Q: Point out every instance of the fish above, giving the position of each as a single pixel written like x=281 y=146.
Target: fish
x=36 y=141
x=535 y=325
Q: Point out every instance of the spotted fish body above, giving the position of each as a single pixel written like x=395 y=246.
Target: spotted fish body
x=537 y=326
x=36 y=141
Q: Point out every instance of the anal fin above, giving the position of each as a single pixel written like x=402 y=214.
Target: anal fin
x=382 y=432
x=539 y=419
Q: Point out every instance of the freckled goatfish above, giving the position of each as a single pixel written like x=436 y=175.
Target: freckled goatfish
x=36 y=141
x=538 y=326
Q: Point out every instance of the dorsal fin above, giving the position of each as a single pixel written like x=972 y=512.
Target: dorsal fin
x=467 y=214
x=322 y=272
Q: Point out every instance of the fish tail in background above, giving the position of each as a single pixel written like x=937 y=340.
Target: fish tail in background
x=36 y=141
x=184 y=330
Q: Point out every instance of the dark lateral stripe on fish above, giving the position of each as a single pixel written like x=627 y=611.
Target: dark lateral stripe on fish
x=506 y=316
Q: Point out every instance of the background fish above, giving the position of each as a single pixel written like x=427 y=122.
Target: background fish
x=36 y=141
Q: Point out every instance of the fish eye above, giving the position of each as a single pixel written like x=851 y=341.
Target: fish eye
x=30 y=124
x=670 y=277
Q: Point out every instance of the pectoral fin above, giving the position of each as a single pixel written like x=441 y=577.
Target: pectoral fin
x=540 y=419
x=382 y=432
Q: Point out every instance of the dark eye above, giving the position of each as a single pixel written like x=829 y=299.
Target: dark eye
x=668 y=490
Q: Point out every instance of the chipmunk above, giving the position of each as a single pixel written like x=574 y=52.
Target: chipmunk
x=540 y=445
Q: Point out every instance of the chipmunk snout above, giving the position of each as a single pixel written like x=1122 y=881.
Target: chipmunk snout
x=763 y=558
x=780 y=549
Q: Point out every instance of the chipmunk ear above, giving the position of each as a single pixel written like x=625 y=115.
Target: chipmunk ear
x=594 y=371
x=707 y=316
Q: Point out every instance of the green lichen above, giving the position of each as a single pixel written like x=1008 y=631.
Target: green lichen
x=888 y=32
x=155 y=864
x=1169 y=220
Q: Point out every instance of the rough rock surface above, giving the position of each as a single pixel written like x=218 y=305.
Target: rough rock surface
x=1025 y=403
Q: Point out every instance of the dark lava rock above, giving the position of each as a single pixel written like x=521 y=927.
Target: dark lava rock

_Set task_. Convert every line of the material above into a numbered list, leaving out any blank lines.

_Exercise answer_.
1. Q: Point out every instance of the fish above, giving the position of each as a single pixel written like x=281 y=146.
2. Target: fish
3. x=36 y=141
4. x=535 y=325
5. Q: Point out every instance of the spotted fish body above, giving the position of each as a single pixel written like x=395 y=246.
6. Target: spotted fish body
7. x=537 y=326
8. x=36 y=141
9. Q: Point out every instance of the anal fin above, giving the position of each as a single pixel written like x=402 y=214.
10. Target: anal fin
11. x=382 y=432
12. x=539 y=419
13. Q: Point out every instance of the freckled goatfish above, giving the position of each as a single pixel written like x=436 y=175.
14. Target: freckled goatfish
15. x=36 y=141
16. x=538 y=326
17. Q: Point out every instance of the dorsal fin above, giving the position of each as a single pixel written like x=972 y=512.
18. Target: dorsal fin
19. x=467 y=214
20. x=322 y=272
21. Q: Point out every instance of the fish tail in background above, giving the position of each as a single pixel written like x=937 y=340.
22. Target: fish tail in background
23. x=36 y=141
24. x=184 y=330
25. Q: Point out every instance of the dark lateral stripe on fish above, giving the position of each as a single pixel written like x=627 y=611.
26. Target: dark lateral stripe on fish
27. x=506 y=316
28. Q: Point out every instance of the background fish above, giving the position of each as a single pixel written like x=427 y=122.
29. Target: background fish
30. x=36 y=141
31. Q: Point out every instance of the fish eye above, giving the position of each as a single pixel written like x=851 y=341.
32. Target: fish eye
33. x=30 y=124
34. x=670 y=277
35. Q: Point out every instance of the pectoral fin above, giving the position of each as a single pixel written like x=441 y=577.
36. Target: pectoral fin
37. x=540 y=419
38. x=382 y=432
39. Q: Point out every instance of the dark eye above, giving the position of each as a single pixel written like x=829 y=299.
40. Target: dark eye
41. x=668 y=490
42. Q: Point out every instance of the chipmunk above, giving the position of each as a single pixel written like x=574 y=52.
43. Target: chipmunk
44. x=540 y=445
45. Q: Point out every instance of the chipmunk snout above, giving the position of each as a single pixel written like x=1122 y=881.
46. Target: chipmunk snout
47. x=763 y=558
48. x=780 y=549
49. Q: Point out every instance of the chipmunk ear above, giving the position of each as a single pixel written like x=625 y=115.
50. Target: chipmunk ear
51. x=594 y=371
52. x=707 y=316
53. Q: Point out every instance of the green lichen above, giving the position of each as a single pixel written like x=1008 y=631.
54. Target: green lichen
55. x=888 y=32
56. x=155 y=864
57. x=1169 y=220
58. Q: Point out every instance of the rough rock surface above, giving the position of each as a single pixel written like x=218 y=305.
59. Target: rough rock surface
60. x=1025 y=403
61. Q: Point out every instance of the dark lava rock above, giving the position of each as a single pixel written like x=521 y=927.
62. Target: dark lava rock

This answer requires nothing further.